* _TASK OBJECTIVE_
Pull from the essay below on the concept of home the passage starting with "The concept of home as" and going on through "will be complacent.", copied word for word.

* _TEXT SEGMENT_
******************************
Concept of Home (Part One) - Ivy
People make me feel at home. I have always thought that specific people in a space guarantee me safety and safety mean I am home. Therefore, if I call you a friend, it simply means you are home for me. You are safe. The concept of home to me is people and not necessarily spaces.
The concept of home as space was destroyed by the fact that I was abused in a space that was supposed to be home, so the idea that a physical space can simply be safe is something I struggle with personally. Even now, when people keep mentioning that 'this is a safe space' I am quite weary.
I was abused in places I considered private, so I have also always been wary of 'private' spaces and conversely always felt safe in 'public' spaces. I have always imagined that in public spaces, you can always rely on at least one person to be humane and stop abuse if it is happening. Idealistically I believed in the power of humanity in public spaces. Not everyone is evil, and not everyone will be complacent.
******************************
* _DATASET EXCERPTS_
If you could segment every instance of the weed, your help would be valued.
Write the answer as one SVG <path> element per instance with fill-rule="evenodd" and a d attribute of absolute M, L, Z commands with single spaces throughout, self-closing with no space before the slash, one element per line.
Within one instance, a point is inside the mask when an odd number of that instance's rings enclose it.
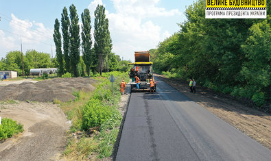
<path fill-rule="evenodd" d="M 54 99 L 53 104 L 60 105 L 61 104 L 61 101 L 58 100 L 58 99 Z"/>
<path fill-rule="evenodd" d="M 16 101 L 14 101 L 13 99 L 11 100 L 5 100 L 5 101 L 1 101 L 0 104 L 19 104 L 19 103 Z"/>
<path fill-rule="evenodd" d="M 23 131 L 23 125 L 17 123 L 16 121 L 4 118 L 0 125 L 0 140 L 12 137 Z"/>

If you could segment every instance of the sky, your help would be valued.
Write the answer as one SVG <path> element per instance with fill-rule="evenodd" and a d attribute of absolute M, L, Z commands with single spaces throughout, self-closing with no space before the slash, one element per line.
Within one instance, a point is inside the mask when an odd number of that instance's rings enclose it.
<path fill-rule="evenodd" d="M 134 60 L 134 52 L 156 49 L 159 42 L 180 30 L 184 12 L 191 0 L 0 0 L 0 58 L 10 51 L 27 49 L 56 55 L 53 38 L 55 19 L 60 20 L 64 7 L 74 4 L 81 14 L 103 5 L 109 21 L 112 52 L 125 60 Z"/>

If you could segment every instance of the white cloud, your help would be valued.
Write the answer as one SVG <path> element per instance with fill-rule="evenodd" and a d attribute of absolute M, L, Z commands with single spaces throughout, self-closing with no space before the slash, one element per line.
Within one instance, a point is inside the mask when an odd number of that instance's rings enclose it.
<path fill-rule="evenodd" d="M 11 36 L 7 36 L 5 32 L 0 29 L 0 48 L 1 50 L 9 50 L 16 46 L 15 39 Z"/>
<path fill-rule="evenodd" d="M 54 29 L 45 27 L 42 23 L 20 19 L 13 14 L 9 25 L 8 29 L 0 30 L 1 57 L 5 57 L 10 51 L 21 50 L 20 35 L 23 53 L 27 49 L 36 49 L 51 53 L 51 44 L 54 45 Z"/>
<path fill-rule="evenodd" d="M 94 11 L 95 10 L 97 5 L 103 5 L 105 6 L 104 4 L 103 4 L 102 0 L 94 0 L 91 3 L 91 4 L 89 5 L 89 10 L 91 12 L 91 16 L 94 16 Z"/>
<path fill-rule="evenodd" d="M 169 38 L 172 35 L 169 34 L 168 31 L 165 31 L 164 33 L 163 33 L 163 39 L 165 40 L 167 38 Z"/>
<path fill-rule="evenodd" d="M 46 28 L 43 23 L 30 22 L 29 20 L 21 20 L 13 14 L 10 26 L 12 32 L 22 36 L 24 43 L 38 44 L 52 40 L 54 29 Z"/>
<path fill-rule="evenodd" d="M 101 0 L 95 0 L 94 5 Z M 147 51 L 170 36 L 152 18 L 180 15 L 178 10 L 157 7 L 159 0 L 111 0 L 115 13 L 106 12 L 113 42 L 113 51 L 134 61 L 134 51 Z M 101 2 L 102 3 L 102 2 Z"/>

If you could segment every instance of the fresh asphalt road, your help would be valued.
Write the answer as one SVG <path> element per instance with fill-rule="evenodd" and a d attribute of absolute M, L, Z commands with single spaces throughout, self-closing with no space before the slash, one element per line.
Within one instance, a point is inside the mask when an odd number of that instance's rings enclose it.
<path fill-rule="evenodd" d="M 271 160 L 271 151 L 158 81 L 155 94 L 132 93 L 116 160 Z"/>

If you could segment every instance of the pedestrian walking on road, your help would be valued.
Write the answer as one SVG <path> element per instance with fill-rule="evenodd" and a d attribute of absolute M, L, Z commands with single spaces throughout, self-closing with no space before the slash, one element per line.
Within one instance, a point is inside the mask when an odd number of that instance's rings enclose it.
<path fill-rule="evenodd" d="M 189 82 L 189 88 L 190 88 L 190 92 L 193 92 L 193 80 L 191 78 Z"/>
<path fill-rule="evenodd" d="M 139 78 L 137 76 L 135 76 L 135 79 L 137 82 L 137 88 L 139 89 L 139 84 L 140 84 Z"/>
<path fill-rule="evenodd" d="M 193 79 L 193 92 L 196 93 L 196 85 L 197 83 L 196 83 L 195 79 Z"/>
<path fill-rule="evenodd" d="M 124 82 L 124 80 L 123 79 L 121 83 L 121 95 L 124 95 L 125 88 L 126 88 L 126 84 Z"/>
<path fill-rule="evenodd" d="M 150 79 L 150 93 L 154 93 L 154 81 L 152 81 L 152 79 Z"/>

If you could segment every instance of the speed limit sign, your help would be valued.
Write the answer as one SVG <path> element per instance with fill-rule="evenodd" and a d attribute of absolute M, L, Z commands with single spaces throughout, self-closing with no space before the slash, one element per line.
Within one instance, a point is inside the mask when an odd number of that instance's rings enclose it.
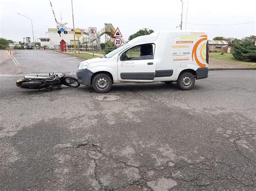
<path fill-rule="evenodd" d="M 116 37 L 114 38 L 114 45 L 117 48 L 122 46 L 122 39 L 120 38 Z"/>

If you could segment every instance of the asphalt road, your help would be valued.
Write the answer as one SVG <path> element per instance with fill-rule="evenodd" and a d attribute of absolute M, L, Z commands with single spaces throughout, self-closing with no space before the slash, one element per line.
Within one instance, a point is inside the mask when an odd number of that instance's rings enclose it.
<path fill-rule="evenodd" d="M 107 102 L 0 75 L 0 189 L 255 189 L 255 76 L 116 84 Z"/>
<path fill-rule="evenodd" d="M 11 53 L 16 59 L 14 62 L 6 51 L 0 51 L 0 75 L 75 73 L 84 60 L 53 51 L 13 50 Z"/>

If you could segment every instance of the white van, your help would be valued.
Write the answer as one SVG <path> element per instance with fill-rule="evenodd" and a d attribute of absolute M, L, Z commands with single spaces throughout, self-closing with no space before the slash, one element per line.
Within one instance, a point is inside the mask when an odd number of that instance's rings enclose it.
<path fill-rule="evenodd" d="M 195 79 L 208 76 L 208 40 L 205 31 L 166 31 L 139 37 L 105 55 L 85 60 L 77 72 L 78 82 L 97 92 L 113 83 L 177 82 L 182 90 Z"/>

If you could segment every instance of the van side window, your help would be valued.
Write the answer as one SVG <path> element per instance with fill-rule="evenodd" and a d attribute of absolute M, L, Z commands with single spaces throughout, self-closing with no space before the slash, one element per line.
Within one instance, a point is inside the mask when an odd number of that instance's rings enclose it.
<path fill-rule="evenodd" d="M 148 60 L 153 58 L 152 44 L 136 46 L 125 52 L 125 60 Z"/>

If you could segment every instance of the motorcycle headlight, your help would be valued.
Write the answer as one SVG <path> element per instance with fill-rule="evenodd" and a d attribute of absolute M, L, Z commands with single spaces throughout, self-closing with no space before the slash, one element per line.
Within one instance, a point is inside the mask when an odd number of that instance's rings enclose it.
<path fill-rule="evenodd" d="M 84 62 L 84 63 L 81 63 L 79 66 L 78 66 L 78 69 L 86 69 L 89 67 L 89 63 L 87 62 Z"/>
******************************
* _OUTPUT OF THE EXERCISE_
The concept of home as space was destroyed by the fact that I was abused in a space that was supposed to be home, so the idea that a physical space can simply be safe is something I struggle with personally. Even now, when people keep mentioning that 'this is a safe space' I am quite weary.
I was abused in places I considered private, so I have also always been wary of 'private' spaces and conversely always felt safe in 'public' spaces. I have always imagined that in public spaces, you can always rely on at least one person to be humane and stop abuse if it is happening. Idealistically I believed in the power of humanity in public spaces. Not everyone is evil, and not everyone will be complacent.